- _Activities_:
A – According to the retirement savings article, until what date can a SEP-IRA be opened and funded with 2015 contributions?
B – Translate this sentence from the retirement savings article into Spanish: "The beauty of a SEP-IRA is that you can set one up for the prior tax year."
C – Pick up the article on late retirement contributions where its last paragraph ends and keep writing it.

- _Text_:
• • • • • • •
So you didn’t get around to saving for retirement in 2015? There’s still time, thanks to rules that give you a grace period into 2016 to make 2015 contributions to an IRA, a Roth IRA, and for those with self-employment income, also a SEP-IRA. You could potentially sock away a total of $59,500 for 2015.
“Everyone’s looking for that last dollar of tax deduction, so the retirement plan contribution is wonderful from our standpoint; usually it’s a relatively big dollar amount, and it’s something they can do after the fact and have it go back and affect the prior year,” says Geoffrey Harlow, a CPA and partner at Kessler Orlean Silver in Deerfield, Ill.
Here’s a common scenario that plays out during tax season. Last year Harlow helped an executive laid off from a corporate job who became a consultant set up a SEP-IRA to shelter his consulting income. Many of the times the newly self-employed aren’t thinking of a retirement plan contribution, and they’re not even aware they can do it, Harlow says. “We make the suggestion, and they say, ‘I thought it’s too late;’ we play the hero; it’s not too late.”
The beauty of a SEP-IRA is that you can set one up for the prior tax year. You can open and fund the account until the due date for your 1040 individual income tax return, with extensions–meaning you can open one and make 2015 contributions until Oct. 15, 2016. Plus, you can do this for free or a minimal fee at most mutual fund outfits, brokers and banks.
• • • • • • •
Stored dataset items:

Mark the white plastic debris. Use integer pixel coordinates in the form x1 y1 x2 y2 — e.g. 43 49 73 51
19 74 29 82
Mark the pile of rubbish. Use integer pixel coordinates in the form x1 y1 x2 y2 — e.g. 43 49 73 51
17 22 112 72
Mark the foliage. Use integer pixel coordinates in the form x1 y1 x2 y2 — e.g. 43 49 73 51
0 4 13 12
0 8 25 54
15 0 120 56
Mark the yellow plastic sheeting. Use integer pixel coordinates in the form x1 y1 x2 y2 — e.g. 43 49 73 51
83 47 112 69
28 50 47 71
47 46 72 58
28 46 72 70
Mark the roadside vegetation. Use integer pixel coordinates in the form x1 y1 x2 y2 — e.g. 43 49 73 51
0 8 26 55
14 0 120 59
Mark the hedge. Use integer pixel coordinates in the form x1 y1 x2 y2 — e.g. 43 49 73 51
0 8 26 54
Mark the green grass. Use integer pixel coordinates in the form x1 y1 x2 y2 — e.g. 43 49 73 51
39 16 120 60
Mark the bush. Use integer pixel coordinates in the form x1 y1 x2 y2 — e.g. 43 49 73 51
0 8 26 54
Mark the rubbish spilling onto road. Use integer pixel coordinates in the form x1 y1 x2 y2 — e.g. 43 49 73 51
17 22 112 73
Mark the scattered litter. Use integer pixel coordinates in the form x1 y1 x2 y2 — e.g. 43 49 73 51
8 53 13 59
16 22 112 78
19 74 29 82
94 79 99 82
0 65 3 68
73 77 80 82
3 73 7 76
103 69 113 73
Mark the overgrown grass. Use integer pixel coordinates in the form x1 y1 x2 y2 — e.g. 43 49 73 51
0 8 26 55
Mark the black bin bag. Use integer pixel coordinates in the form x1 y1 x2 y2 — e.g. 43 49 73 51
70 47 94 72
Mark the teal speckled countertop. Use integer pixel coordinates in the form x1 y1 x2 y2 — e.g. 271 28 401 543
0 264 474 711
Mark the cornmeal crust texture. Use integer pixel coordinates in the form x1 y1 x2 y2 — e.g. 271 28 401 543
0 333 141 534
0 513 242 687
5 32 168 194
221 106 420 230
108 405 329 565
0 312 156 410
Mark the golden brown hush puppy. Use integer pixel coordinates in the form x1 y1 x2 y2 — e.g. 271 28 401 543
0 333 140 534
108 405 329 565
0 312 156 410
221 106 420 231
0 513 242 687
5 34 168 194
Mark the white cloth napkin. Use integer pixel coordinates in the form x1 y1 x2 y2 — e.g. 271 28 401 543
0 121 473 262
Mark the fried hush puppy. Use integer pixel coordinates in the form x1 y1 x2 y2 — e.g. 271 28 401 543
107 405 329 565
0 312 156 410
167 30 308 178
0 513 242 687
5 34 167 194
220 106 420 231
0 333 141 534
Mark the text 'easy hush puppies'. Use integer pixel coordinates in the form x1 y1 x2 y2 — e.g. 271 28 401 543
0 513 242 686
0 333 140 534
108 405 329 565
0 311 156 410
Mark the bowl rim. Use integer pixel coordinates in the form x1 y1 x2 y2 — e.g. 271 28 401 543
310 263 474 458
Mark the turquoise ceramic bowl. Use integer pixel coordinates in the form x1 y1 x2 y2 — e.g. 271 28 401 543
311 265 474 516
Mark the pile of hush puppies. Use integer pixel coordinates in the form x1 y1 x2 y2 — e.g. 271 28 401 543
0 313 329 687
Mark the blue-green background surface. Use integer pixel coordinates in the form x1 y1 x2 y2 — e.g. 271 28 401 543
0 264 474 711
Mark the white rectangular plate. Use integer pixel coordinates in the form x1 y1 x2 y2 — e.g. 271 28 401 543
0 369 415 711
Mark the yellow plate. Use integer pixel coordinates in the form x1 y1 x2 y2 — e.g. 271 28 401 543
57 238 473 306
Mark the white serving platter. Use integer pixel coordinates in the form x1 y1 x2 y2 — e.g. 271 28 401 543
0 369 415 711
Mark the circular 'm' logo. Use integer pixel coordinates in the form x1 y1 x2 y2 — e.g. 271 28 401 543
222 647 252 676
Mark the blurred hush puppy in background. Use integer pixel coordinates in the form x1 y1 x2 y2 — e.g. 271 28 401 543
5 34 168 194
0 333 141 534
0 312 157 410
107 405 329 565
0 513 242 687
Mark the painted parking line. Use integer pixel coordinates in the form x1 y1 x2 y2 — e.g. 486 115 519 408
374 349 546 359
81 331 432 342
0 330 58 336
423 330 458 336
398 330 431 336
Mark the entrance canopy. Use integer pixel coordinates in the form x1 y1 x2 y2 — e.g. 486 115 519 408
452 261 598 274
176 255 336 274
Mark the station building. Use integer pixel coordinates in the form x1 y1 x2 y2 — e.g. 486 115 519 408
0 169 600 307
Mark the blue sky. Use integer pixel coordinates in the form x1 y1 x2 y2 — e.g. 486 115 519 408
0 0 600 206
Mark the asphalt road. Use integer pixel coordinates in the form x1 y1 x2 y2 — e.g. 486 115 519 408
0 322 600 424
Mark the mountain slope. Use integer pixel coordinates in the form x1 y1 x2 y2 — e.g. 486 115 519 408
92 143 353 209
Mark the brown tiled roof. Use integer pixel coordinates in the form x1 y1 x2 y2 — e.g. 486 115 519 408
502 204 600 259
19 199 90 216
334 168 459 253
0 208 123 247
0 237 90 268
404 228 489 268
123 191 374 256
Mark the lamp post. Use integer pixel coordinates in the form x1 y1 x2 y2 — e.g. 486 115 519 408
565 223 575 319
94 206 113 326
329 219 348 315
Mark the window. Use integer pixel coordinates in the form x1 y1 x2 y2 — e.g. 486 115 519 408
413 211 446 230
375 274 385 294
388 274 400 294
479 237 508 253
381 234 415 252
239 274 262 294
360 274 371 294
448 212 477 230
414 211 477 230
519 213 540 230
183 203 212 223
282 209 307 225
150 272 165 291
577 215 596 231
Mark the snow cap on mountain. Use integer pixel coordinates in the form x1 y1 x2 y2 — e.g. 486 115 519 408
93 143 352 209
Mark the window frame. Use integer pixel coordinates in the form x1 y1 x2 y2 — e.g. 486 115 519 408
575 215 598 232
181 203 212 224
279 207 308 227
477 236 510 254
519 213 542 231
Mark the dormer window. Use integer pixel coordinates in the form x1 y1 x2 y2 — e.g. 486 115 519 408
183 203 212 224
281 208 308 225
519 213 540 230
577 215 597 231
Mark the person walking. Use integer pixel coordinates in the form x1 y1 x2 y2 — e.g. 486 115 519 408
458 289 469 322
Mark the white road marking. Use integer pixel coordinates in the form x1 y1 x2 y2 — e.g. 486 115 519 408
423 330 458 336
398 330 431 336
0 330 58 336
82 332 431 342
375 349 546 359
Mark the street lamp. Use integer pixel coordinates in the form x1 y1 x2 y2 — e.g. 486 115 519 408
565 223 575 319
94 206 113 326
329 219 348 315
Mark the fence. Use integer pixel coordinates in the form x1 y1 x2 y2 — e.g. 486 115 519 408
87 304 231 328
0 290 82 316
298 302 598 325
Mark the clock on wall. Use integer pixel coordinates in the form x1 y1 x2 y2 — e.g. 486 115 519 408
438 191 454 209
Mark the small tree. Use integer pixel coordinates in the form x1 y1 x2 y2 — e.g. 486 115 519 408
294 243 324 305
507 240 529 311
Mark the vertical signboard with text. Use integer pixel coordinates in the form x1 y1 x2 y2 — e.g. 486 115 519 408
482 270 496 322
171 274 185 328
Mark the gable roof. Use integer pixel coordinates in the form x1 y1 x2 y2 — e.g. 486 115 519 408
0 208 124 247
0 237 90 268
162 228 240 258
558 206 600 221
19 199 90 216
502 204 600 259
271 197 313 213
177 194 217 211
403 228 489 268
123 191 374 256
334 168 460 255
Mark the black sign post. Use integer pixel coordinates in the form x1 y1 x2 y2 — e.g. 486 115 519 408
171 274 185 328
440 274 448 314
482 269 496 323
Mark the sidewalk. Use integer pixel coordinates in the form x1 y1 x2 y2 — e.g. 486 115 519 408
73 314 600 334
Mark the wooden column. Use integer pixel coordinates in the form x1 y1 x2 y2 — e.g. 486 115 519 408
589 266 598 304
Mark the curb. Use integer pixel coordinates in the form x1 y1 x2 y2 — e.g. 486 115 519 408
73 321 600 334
• • • • • • •
- _Activity answers_:
A – Until Oct. 15, 2016, the due date for the 1040 return with extensions.

B – Lo bueno de una SEP-IRA es que puedes abrir una para el año fiscal anterior.

C –
Your annual SEP-IRA contribution, all of it pretax, can be as much as 20% of your net earnings, up to a maximum of $53,000 for 2016. That’s based on the amount you can contribute as an employer, as a percentage of your salary; the compensation limit used in the savings calculation is $265,000. (We’re assuming you operate as an unincorporated sole proprietor reporting your business earnings to the IRS on Schedule C. So that’s 20% of your net earnings after subtracting the one-half of your Social Security and Medicare taxes that are deductible.)
f you’re one person doing consulting then you’d want to maximize your SEP-IRA contributions and put in as much as you can, assuming cash flow allows it. If you have employees, there’s a catch. All the money you put into a SEP-IRA counts as an “employer” contribution, and you must make the same percentage contributions for all “covered” employees (other than your spouse). Covered, in this case, includes part-time employees who are at least 21 and who have been employed by you for at least three of the last five years and who earned at least $600 from you last year.